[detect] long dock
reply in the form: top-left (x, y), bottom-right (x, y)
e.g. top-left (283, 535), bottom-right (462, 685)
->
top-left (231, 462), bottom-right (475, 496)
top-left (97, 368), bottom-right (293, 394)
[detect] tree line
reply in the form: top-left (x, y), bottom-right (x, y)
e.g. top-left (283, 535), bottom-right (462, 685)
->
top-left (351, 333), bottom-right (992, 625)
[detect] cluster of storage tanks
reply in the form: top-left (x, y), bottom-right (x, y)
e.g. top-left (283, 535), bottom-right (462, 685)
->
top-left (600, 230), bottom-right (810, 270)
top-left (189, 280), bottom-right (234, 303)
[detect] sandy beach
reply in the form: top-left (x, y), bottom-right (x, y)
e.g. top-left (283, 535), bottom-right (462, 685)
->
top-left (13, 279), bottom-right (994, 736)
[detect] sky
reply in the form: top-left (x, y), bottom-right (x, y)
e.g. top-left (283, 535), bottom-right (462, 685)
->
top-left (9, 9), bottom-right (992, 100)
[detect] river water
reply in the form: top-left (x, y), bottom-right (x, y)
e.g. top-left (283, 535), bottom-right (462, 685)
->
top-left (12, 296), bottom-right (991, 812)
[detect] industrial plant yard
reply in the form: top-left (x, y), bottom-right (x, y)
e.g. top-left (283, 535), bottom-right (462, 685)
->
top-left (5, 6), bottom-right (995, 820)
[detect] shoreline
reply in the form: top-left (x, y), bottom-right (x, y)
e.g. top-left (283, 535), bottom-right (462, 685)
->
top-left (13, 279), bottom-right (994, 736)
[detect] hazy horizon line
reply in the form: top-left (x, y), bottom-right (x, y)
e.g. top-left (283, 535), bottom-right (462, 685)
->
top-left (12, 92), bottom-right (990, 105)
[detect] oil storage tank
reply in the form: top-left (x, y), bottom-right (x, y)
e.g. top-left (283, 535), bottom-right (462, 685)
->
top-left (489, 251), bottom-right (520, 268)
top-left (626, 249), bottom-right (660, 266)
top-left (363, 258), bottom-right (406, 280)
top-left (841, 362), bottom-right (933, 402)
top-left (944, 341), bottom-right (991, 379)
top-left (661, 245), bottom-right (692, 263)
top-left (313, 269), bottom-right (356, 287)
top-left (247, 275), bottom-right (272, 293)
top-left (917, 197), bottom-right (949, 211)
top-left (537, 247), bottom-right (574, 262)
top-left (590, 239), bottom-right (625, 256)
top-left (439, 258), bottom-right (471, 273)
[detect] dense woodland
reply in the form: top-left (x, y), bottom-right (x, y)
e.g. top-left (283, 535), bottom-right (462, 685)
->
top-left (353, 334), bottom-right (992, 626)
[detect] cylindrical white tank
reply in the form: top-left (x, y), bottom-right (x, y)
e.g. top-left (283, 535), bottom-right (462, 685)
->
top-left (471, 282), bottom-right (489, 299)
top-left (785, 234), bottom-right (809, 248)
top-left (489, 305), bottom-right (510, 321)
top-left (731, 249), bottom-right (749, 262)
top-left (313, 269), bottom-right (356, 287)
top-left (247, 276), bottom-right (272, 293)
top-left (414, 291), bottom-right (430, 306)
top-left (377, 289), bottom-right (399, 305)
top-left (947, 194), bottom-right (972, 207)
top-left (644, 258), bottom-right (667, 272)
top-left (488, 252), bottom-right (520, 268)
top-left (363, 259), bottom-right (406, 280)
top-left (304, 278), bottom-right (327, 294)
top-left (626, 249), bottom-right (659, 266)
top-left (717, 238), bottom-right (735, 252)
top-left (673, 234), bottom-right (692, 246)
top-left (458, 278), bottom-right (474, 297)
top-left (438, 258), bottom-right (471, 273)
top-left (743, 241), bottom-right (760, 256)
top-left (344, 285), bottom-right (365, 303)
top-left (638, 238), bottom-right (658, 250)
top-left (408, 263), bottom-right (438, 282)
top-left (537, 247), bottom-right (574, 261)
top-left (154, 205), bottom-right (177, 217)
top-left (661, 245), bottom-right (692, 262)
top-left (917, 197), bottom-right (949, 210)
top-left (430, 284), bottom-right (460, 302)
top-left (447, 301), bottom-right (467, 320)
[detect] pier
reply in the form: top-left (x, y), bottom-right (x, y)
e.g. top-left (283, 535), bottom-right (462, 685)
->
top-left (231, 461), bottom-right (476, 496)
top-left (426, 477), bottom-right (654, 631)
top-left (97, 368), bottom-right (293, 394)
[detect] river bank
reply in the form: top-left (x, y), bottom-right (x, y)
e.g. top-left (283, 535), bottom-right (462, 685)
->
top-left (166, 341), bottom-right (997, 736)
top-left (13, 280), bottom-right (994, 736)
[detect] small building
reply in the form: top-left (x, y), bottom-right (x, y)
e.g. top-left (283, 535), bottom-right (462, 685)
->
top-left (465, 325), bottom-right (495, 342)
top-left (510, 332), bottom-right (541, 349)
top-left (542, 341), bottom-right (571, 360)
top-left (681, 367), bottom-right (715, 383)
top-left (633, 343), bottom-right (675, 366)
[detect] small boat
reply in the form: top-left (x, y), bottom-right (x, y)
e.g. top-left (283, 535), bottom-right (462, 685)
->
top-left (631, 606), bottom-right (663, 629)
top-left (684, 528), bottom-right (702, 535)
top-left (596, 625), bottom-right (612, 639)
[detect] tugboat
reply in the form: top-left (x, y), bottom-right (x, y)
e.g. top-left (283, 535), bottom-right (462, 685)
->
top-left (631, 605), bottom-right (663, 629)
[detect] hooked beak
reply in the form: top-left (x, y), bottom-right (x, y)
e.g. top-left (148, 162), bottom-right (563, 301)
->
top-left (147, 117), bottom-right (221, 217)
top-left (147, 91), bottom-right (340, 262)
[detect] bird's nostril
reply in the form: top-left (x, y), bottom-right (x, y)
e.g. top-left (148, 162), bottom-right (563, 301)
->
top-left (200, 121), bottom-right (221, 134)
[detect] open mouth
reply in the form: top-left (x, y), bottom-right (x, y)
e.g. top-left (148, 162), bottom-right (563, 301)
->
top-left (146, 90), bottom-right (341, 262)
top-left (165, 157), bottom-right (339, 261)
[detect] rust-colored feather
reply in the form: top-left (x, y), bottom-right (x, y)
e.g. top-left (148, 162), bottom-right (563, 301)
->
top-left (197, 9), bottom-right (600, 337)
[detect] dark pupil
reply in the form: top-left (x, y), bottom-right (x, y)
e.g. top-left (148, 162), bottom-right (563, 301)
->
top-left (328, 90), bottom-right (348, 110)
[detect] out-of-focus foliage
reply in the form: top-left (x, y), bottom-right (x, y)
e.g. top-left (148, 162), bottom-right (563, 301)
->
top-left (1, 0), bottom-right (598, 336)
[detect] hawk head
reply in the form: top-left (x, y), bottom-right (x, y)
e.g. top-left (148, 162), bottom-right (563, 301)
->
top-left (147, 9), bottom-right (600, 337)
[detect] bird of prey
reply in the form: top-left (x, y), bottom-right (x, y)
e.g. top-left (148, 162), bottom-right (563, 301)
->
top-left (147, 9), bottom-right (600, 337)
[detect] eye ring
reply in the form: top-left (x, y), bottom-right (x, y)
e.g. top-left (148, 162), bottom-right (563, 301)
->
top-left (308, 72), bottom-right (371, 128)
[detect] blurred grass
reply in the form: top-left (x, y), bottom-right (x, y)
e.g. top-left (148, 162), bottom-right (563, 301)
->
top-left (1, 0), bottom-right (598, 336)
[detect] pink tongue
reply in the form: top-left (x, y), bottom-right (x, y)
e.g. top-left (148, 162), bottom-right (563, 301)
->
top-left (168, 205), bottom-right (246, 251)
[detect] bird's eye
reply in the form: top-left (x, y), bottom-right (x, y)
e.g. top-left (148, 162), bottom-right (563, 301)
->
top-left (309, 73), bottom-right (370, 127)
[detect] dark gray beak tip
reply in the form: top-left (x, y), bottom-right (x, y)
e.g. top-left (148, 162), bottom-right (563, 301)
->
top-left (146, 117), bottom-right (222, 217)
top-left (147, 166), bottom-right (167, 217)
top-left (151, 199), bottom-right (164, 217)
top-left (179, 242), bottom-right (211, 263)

Exercise objective: Your job is to return all lines above that hold the word "bird".

Problem solution:
[detect] bird's nostril
[detect] bird of prey
[detect] bird's eye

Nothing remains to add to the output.